TASK INSTRUCTIONS:
#1 From the findsame readme below, write out the passage that begins with the words containing "Metadata-Version: 1.0" and ends with "directory hash calculation.".
#2 List every optional argument in the findsame readme whose description states a default value, with that default.

── EXTRACTED TEXT ──

Metadata-Version: 1.0
Name: findsame
Version: 0.1.0
Summary: Find duplicate files and directories using hashes and a Merkle tree
Home-page: https://github.com/elcorto/findsame
Author: Steve Schmerler
Author-email: git@elcorto.com
License: BSD 3-Clause
Description: About
        =====
        Find duplicate files and directories.
        
        As other tools we use file hashes but additionally, we report duplicate
        directories as well, using a Merkle tree for directory hash calculation.
        
        To increase performance, we use parallel hash calculation and optional limits
        on to-be-hashed data.
        
        Install
        =======
        From pypi:
        
        .. code-block:: shell
        
            $ pip3 install findsame
        
        Dev install of this repo:
        
        .. code-block:: shell
        
            $ git clone ...
            $ cd findsame
            $ pip3 install -e .
        
        The core part (package ``findsame`` and the CLI ``bin/findsame``) have no
        external dependencies. If you want to run the benchmarks (see "Benchmarks"
        below), install some dependencies:
        
        .. code-block:: shell
        
            $ pip3 install -r requirements_benchmark.txt
        
        Usage
        =====
        
        ::
        
            usage: findsame [-h] [-b BLOCKSIZE] [-l LIMIT] [-L AUTO_LIMIT_MIN] [-p NPROCS]
                            [-t NTHREADS] [-o OUTMODE] [-v]
                            file/dir [file/dir ...]
        
            Find same files and dirs based on file hashes.
        
            positional arguments:
              file/dir              files and/or dirs to compare
        
            optional arguments:
              -h, --help            show this help message and exit
              -b BLOCKSIZE, --blocksize BLOCKSIZE
                                    blocksize in hash calculation, use units K,M,G as in
                                    100M, 218K or just 1024 (bytes) [default: 256.0K]
              -l LIMIT, --limit LIMIT
                                    read limit (bytes or 'auto'), if bytes then same units
                                    as for BLOCKSIZE apply, calculate hash only over the
                                    first LIMIT bytes, makes things go faster for may
                                    large files, try 500K [default: None], use 'auto' to
                                    try to determine the smallest value necessary
                                    automatically
              -L AUTO_LIMIT_MIN, --auto-limit-min AUTO_LIMIT_MIN
                                    start value for auto LIMIT calculation when --limit
                                    auto is used [default: 8.0K]
              -p NPROCS, --nprocs NPROCS
                                    number of parallel processes [default: 1]
              -t NTHREADS, --nthreads NTHREADS
                                    threads per process [default: 4]
              -o OUTMODE, --outmode OUTMODE
                                    1: json, 2: json with hashes [default: 1]
              -v, --verbose         enable verbose/debugging output
        
        The output format is json, either with or without hashes (see ``--outmode``).

───
── RECORDS SHOWN ──

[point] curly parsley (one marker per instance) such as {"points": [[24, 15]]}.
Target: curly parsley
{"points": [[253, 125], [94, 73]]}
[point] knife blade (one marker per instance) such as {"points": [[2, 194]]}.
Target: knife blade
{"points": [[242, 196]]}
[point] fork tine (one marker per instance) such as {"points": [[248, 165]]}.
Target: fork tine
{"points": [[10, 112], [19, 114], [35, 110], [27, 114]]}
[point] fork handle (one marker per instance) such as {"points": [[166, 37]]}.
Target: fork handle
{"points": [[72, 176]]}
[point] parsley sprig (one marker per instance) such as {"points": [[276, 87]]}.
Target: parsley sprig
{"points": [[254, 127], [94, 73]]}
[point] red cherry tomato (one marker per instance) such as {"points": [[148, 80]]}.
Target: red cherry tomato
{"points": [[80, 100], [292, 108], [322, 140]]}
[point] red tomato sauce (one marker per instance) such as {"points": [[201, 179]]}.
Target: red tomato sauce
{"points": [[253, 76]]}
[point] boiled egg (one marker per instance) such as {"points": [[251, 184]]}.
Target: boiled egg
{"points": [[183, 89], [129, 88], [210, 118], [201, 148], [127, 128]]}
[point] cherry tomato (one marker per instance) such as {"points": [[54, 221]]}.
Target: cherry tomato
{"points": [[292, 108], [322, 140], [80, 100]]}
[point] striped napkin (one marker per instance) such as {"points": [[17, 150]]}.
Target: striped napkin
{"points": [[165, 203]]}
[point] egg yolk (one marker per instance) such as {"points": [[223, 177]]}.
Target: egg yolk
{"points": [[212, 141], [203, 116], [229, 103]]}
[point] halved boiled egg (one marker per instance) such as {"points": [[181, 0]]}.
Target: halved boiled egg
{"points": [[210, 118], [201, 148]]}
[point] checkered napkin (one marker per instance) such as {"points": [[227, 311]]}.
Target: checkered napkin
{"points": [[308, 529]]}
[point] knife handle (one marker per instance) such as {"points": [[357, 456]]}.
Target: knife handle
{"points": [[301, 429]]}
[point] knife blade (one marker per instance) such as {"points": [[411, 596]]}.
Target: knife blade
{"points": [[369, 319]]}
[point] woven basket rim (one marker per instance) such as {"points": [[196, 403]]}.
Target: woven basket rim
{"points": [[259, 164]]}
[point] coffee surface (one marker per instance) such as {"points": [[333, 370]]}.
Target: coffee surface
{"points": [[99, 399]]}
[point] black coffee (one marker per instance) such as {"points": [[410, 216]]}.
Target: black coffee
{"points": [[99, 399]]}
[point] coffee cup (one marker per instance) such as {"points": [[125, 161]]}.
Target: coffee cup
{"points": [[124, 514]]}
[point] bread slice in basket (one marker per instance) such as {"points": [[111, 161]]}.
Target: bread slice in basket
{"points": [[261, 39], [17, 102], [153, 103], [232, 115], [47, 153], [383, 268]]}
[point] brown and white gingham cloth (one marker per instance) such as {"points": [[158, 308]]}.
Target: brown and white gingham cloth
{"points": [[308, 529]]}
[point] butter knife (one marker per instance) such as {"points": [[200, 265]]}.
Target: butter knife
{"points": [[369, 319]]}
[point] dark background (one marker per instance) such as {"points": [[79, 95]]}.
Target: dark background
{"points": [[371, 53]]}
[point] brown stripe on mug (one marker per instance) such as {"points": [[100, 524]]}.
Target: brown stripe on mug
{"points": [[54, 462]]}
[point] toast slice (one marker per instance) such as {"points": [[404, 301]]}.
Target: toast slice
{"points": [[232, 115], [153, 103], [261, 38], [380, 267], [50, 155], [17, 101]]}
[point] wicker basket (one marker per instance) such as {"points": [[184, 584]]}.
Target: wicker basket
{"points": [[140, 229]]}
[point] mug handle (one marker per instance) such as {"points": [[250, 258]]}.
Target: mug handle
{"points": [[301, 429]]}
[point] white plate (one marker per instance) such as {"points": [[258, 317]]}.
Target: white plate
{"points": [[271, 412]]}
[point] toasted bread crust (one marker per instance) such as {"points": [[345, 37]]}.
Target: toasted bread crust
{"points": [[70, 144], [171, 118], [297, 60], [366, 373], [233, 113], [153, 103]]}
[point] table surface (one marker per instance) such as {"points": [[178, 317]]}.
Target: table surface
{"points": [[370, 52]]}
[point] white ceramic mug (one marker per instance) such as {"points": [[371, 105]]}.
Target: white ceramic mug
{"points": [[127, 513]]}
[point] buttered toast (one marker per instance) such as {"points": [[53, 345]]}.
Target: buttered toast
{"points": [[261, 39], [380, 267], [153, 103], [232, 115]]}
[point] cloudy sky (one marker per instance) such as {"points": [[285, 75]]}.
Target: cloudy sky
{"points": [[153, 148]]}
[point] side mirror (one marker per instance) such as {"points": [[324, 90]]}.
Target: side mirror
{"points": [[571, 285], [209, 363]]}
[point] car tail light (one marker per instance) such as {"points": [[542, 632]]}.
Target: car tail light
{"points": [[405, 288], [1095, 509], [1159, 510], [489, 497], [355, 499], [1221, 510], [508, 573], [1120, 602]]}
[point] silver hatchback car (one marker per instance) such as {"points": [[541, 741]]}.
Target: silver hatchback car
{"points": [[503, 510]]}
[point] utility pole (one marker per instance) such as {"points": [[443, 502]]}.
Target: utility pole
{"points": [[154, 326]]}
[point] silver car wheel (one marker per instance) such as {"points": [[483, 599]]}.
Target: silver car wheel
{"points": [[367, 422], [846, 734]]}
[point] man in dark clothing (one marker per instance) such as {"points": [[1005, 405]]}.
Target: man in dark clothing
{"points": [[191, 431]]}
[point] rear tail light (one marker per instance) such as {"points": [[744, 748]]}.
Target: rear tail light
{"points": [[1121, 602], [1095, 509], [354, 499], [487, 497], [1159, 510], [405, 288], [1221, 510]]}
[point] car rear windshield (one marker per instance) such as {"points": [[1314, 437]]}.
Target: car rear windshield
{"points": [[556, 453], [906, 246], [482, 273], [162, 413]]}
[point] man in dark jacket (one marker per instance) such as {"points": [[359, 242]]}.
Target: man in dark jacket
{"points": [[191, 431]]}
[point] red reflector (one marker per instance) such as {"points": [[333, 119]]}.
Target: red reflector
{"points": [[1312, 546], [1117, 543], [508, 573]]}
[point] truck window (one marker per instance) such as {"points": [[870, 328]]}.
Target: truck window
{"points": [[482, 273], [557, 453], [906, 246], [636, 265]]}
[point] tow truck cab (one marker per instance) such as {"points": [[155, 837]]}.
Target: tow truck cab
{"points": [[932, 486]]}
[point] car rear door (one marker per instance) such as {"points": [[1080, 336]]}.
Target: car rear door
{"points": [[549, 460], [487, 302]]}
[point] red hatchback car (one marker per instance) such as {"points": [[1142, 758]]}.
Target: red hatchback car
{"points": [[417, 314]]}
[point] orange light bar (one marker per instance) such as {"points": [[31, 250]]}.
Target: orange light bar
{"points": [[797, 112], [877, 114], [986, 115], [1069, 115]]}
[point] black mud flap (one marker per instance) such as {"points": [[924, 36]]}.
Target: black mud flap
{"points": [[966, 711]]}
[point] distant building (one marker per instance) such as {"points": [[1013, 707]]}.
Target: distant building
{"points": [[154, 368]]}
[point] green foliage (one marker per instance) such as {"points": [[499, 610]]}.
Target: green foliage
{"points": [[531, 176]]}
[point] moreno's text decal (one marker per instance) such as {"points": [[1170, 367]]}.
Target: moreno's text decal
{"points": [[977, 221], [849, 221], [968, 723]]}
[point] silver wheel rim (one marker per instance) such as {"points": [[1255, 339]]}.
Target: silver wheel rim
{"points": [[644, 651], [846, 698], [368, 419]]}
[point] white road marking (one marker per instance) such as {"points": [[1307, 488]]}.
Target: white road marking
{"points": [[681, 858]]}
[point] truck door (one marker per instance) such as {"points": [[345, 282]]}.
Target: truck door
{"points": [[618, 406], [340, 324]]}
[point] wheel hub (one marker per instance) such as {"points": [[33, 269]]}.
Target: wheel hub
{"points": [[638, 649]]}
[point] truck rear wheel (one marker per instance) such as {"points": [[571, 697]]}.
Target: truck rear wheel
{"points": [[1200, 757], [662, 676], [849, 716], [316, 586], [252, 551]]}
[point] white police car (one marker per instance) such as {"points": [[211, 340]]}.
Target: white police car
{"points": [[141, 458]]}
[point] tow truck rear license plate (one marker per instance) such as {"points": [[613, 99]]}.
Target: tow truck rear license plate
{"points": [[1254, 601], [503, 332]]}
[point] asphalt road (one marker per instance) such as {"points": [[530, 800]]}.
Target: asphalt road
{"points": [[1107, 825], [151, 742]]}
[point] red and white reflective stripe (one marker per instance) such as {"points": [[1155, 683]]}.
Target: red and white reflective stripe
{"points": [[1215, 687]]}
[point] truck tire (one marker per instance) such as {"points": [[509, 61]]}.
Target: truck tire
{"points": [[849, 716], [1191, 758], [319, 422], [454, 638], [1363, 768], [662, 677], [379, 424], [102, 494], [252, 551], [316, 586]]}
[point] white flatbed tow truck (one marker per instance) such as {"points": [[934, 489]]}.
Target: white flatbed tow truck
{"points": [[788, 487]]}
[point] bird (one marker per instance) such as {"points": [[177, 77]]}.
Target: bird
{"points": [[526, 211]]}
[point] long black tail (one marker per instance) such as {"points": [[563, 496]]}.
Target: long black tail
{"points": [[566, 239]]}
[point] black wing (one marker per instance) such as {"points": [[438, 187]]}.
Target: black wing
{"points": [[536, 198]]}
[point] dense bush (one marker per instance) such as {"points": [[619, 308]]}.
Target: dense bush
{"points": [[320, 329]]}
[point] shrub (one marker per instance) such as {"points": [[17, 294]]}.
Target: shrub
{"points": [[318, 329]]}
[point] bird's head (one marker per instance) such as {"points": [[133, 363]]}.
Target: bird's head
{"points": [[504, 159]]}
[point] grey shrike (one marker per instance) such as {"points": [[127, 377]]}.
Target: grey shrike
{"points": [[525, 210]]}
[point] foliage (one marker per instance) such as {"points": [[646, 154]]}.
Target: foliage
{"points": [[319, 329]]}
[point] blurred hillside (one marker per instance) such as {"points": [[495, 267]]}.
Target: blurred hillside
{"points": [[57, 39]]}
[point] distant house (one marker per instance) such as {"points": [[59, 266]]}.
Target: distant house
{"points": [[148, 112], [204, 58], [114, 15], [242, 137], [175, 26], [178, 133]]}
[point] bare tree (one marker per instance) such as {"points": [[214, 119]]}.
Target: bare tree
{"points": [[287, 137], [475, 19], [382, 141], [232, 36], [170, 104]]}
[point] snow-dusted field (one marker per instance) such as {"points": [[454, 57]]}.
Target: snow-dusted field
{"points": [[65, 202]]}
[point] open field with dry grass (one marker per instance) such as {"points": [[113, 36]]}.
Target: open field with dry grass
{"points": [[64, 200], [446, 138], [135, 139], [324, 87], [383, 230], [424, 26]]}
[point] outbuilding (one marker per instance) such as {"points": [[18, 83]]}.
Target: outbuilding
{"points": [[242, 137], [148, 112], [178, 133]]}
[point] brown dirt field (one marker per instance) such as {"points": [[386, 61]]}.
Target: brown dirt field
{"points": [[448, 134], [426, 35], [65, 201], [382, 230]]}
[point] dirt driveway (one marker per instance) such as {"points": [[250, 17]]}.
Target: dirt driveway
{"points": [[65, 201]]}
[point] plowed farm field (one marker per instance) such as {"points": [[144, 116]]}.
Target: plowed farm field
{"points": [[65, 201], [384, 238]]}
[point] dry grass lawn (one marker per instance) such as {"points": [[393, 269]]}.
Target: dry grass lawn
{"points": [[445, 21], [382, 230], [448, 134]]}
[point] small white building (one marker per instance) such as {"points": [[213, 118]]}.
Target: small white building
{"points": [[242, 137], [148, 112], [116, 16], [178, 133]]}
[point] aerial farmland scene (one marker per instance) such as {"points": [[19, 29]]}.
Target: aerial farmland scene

───

RESPONSES IN ORDER:
#1
Metadata-Version: 1.0
Name: findsame
Version: 0.1.0
Summary: Find duplicate files and directories using hashes and a Merkle tree
Home-page: https://github.com/elcorto/findsame
Author: Steve Schmerler
Author-email: git@elcorto.com
License: BSD 3-Clause
Description: About
        =====
        Find duplicate files and directories.
        
        As other tools we use file hashes but additionally, we report duplicate
        directories as well, using a Merkle tree for directory hash calculation.

#2
-b / --blocksize: 256.0K
-l / --limit: None
-L / --auto-limit-min: 8.0K
-p / --nprocs: 1
-t / --nthreads: 4
-o / --outmode: 1